→ Trecho selecionado:
══════════
O ÁUDIO NO MUNDO DOS GAMES
Bastante interessante
O áudio no mundo dos Games: As várias facetas de um músico
Processo de composição atual*
Atualmente, o trabalho de incorporar o som no jogo é restrito aos programadores que
comumente não tem nenhum envolvimento com a construção do som em si. Há uma separação
clara entre a função de programação e composição. Em projetos maiores, onde há um número
grande de pessoas envolvidas, a função de fazer os efeitos e compor a trilha também é dividida.
(...)
Para pensar em embarcar na tarefa de trabalhar com trilha sonora é preciso que se saiba ao
menos tocar um instrumento, de preferência de harmonia. Este é um pré-requisito para a tarefa
de compor. Existem até maneiras de burlar esta máxima. No caso, trabalhando com loops
prontos ou combinando notas de uma maneira intuitiva. No entanto, este modo de trabalhar é
muito limitado. Quanto mais instrumentos se domina, mais autonomia se ganha.
Devemos acrescentar que ser um músico versátil é uma outra qualidade indispensável. O mundo
é rico em estilos sonoros. Temos música eletrônica, popular, erudita, folclórica e religiosa. Aqui
no Brasil, há muita diversidade de ritmos. Temos o samba, o frevo, o maracatu, o baião, etc.
Nos Estados Unidos, o jazz e o blues. O rock tem milhões de sub-gêneros, como o progressivo e
o folk. A maioria dos jogos contemporâneos adotam um estilo épico e orquestral, em destaque
os de rpg, aventura, ação, fantasia e estratégia. Outros jogos, tais como de esporte ou com o
gráfico mais simples, exigem um outro estilo que pode ser variado, da chipmusic ao drum'n
bass. Para se manter ativo no mercado, é preciso ter a mente aberta e estudar diversas vertentes.
Um instrumento que é particularmente importante, é o teclado. Não é necessário ser um
tecladista virtuoso, porém entender o básico, por exemplo, como montar um acorde maior,
menor ou diminuto é de extrema ajuda. Se a teoria musical já lhe é conhecida por meio da
guitarra, por exemplo, isto não será um problema. Músicas inteiras, com bateria, baixo, naipe de
metais e cordas, são construídas a partir de um teclado com capacidade de conexão MIDI.
A habilidade de saber lidar com um software multitrack de áudio é essencial. Existem muitos no
mercado tais como o Pro Tools, o Logic Pro, o Ableton Live, o Cubase e o Sonar. Neles, você
terá como registrar sua música, assim como escolher seus timbres e efeitos. O curso de
produção fonográfica ou engenharia de som propícia conhecimentos relacionados a esta área
específica de gravação, mixagem e masterização.
══════════
→ Dados fornecidos:
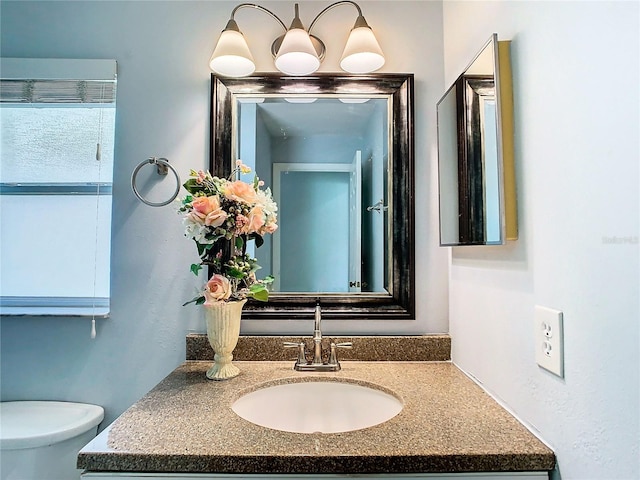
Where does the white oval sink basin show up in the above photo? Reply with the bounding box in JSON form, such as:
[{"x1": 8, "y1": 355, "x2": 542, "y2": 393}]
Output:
[{"x1": 231, "y1": 381, "x2": 402, "y2": 433}]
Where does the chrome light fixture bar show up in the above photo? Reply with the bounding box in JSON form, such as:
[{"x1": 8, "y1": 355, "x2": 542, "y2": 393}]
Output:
[{"x1": 209, "y1": 0, "x2": 384, "y2": 77}]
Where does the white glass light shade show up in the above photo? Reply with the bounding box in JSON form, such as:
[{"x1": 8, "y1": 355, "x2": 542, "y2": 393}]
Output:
[
  {"x1": 340, "y1": 27, "x2": 384, "y2": 73},
  {"x1": 209, "y1": 30, "x2": 256, "y2": 77},
  {"x1": 275, "y1": 28, "x2": 320, "y2": 75}
]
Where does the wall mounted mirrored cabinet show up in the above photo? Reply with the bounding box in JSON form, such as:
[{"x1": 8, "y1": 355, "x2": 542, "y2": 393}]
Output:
[
  {"x1": 210, "y1": 74, "x2": 414, "y2": 319},
  {"x1": 437, "y1": 34, "x2": 518, "y2": 246}
]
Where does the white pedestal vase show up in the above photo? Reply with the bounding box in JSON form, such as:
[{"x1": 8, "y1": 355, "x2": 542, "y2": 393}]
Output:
[{"x1": 204, "y1": 300, "x2": 247, "y2": 380}]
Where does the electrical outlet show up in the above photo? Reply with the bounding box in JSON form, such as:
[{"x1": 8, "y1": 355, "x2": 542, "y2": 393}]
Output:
══════════
→ Enunciado 1: Aponte todos os softwares multitrack de áudio mencionados no texto sobre o áudio no mundo dos games.
→ Enunciado 2: Transcreva fielmente o trecho do texto sobre o áudio no mundo dos games que vai de "Um instrumento que" até "mixagem e masterização.".
→ Enunciado 3: Prossiga a redação do texto sobre o áudio no mundo dos games a partir da última frase apresentada.

→ Resposta 1: Pro Tools, Logic Pro, Ableton Live, Cubase e Sonar.

→ Resposta 2:
Um instrumento que é particularmente importante, é o teclado. Não é necessário ser um
tecladista virtuoso, porém entender o básico, por exemplo, como montar um acorde maior,
menor ou diminuto é de extrema ajuda. Se a teoria musical já lhe é conhecida por meio da
guitarra, por exemplo, isto não será um problema. Músicas inteiras, com bateria, baixo, naipe de
metais e cordas, são construídas a partir de um teclado com capacidade de conexão MIDI.
A habilidade de saber lidar com um software multitrack de áudio é essencial. Existem muitos no
mercado tais como o Pro Tools, o Logic Pro, o Ableton Live, o Cubase e o Sonar. Neles, você
terá como registrar sua música, assim como escolher seus timbres e efeitos. O curso de
produção fonográfica ou engenharia de som propícia conhecimentos relacionados a esta área
específica de gravação, mixagem e masterização.

→ Resposta 3:
Vamos entender agora como é possível criar uma música com elementos variados a partir do
uso de um teclado e um software ou sequenciador. O MIDI (Musical Instrument Digital
Interface) é um protocolo que existe há mais de trinta anos e é usado como padrão para
transmitir informação de um equipamento eletrônico para outro. Nenhum som é mandado via
MIDI, apenas sinais digitais que chamamos de event messages. Digamos que um teclado com
entrada e saída MIDI (pode ser no formato USB ou 5Pin DIN) é conectado a um módulo de
som. Ele transmitirá informações de quando a nota deve ser tocada ou não, afinação, volume,
além de outros controles. O módulo se encarregará de transformar os dados em som. Explicando
esta tecnologia num sentido prático, é possível reproduzir instrumentos variados a partir de um
único dispositivo. Por exemplo, acionar o som de kits de baterias antigas da Roland ao tocar um
"Dó". O mais comum é que se use o teclado como dispositivo, porém também existem guitarras
e baterias MIDI's. Os pads das baterias eletrônicas podem acionar sons de vozes ou notas,
dependendo da designação que se faz. Os teclados que não possuem som armazenado em si e
tem conexão MIDI são chamados de controladores. É preciso conectar este equipamento a um
receptor, responsável por reconhecer e reproduzir os sinais digitais.
Figura 1: Key Black KB 25 (teclado MIDI/Controlador).
Figura 2: MPD 18 da empresa Akai (outro tipo de controlador).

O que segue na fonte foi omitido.